** Start DATA SUPPLIED **

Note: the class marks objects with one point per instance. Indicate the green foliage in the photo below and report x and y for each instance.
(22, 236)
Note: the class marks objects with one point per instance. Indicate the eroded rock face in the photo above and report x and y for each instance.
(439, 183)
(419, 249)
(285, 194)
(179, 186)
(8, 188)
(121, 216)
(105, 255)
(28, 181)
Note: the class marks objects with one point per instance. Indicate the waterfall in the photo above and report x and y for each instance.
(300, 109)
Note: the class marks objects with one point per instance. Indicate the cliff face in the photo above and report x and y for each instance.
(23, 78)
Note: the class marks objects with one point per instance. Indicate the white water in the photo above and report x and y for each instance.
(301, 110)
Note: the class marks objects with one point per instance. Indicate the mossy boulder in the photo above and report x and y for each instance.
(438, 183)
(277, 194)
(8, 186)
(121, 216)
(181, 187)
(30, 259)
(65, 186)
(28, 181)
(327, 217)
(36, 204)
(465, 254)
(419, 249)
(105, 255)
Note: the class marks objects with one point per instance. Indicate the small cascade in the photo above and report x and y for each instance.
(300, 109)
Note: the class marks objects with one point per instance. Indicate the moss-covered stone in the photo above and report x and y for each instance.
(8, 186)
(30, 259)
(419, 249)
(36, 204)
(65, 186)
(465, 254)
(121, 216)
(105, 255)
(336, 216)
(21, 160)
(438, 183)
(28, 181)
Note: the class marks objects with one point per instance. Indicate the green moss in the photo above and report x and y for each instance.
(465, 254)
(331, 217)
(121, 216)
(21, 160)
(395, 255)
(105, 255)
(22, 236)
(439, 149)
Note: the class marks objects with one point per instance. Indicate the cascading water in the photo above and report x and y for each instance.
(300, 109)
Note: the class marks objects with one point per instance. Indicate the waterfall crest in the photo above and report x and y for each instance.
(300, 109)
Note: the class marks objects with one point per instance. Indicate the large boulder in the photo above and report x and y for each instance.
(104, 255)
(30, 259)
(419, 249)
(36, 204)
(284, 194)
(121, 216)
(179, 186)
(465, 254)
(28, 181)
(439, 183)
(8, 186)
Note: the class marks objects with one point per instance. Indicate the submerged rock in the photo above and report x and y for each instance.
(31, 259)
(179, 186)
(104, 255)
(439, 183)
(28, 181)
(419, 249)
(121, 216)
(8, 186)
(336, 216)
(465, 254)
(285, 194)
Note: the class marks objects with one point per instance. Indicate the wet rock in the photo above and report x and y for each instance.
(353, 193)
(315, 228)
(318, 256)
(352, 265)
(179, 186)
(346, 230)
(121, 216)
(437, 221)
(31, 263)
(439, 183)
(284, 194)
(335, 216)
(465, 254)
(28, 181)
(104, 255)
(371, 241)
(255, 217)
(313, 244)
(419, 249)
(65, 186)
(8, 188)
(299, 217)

** End DATA SUPPLIED **

__TASK DIRECTIONS__. Write out all of the records again, changing each "report" to "give" and leaving everything else as it is.

__ANSWER TO THIS TASK__.
Note: the class marks objects with one point per instance. Indicate the green foliage in the photo below and give x and y for each instance.
(22, 236)
Note: the class marks objects with one point per instance. Indicate the eroded rock face in the photo above and give x and y for each instance.
(439, 183)
(419, 249)
(285, 194)
(179, 186)
(8, 188)
(121, 216)
(105, 255)
(28, 181)
Note: the class marks objects with one point per instance. Indicate the waterfall in the photo above and give x and y for each instance.
(300, 109)
Note: the class marks objects with one point per instance. Indicate the cliff face in the photo above and give x and y for each instance.
(23, 78)
Note: the class marks objects with one point per instance. Indicate the white water in the photo above and give x and y for each instance.
(301, 110)
Note: the class marks objects with one point per instance. Indicate the mossy boulder in the photo above and give x and y for each instance.
(438, 183)
(277, 194)
(8, 186)
(121, 216)
(181, 187)
(30, 259)
(65, 186)
(28, 181)
(327, 217)
(36, 204)
(465, 254)
(419, 249)
(105, 255)
Note: the class marks objects with one point per instance. Indicate the small cascade in the photo above and give x and y for each instance.
(300, 109)
Note: the class marks objects with one point per instance. Indicate the moss-covered stone in the photo above and give x and y for each instance.
(8, 186)
(30, 259)
(419, 249)
(36, 204)
(65, 186)
(465, 254)
(121, 216)
(105, 255)
(336, 216)
(21, 160)
(438, 183)
(28, 181)
Note: the class marks objects with one point per instance. Indicate the green moss in the photo above and give x and y for each instance.
(465, 254)
(331, 217)
(121, 216)
(21, 160)
(395, 255)
(105, 255)
(22, 236)
(439, 149)
Note: the class marks objects with one point per instance. Indicate the cascading water in the photo above and give x and y for each instance.
(300, 109)
Note: the class marks objects with one point per instance. Indicate the waterfall crest in the photo above and give x and y for each instance.
(300, 109)
Note: the class marks objects with one point per instance. Indicate the large boulder in the photo above and give x and y for each instance.
(104, 255)
(30, 259)
(419, 249)
(36, 204)
(284, 194)
(121, 216)
(179, 186)
(465, 254)
(28, 181)
(439, 183)
(8, 186)
Note: the class marks objects with one point per instance. Indicate the submerged rock in the photo above and give x and y for each instance.
(31, 259)
(179, 186)
(104, 255)
(439, 183)
(28, 181)
(419, 249)
(121, 216)
(8, 186)
(336, 216)
(465, 254)
(285, 194)
Note: the class marks objects with one point per instance. Indicate the wet rock in the photo above and give x and y for each instance.
(353, 193)
(315, 228)
(318, 256)
(352, 265)
(179, 186)
(346, 230)
(121, 216)
(437, 221)
(31, 263)
(439, 183)
(284, 194)
(335, 216)
(465, 254)
(28, 181)
(104, 255)
(371, 241)
(255, 217)
(313, 244)
(419, 249)
(65, 186)
(8, 188)
(299, 217)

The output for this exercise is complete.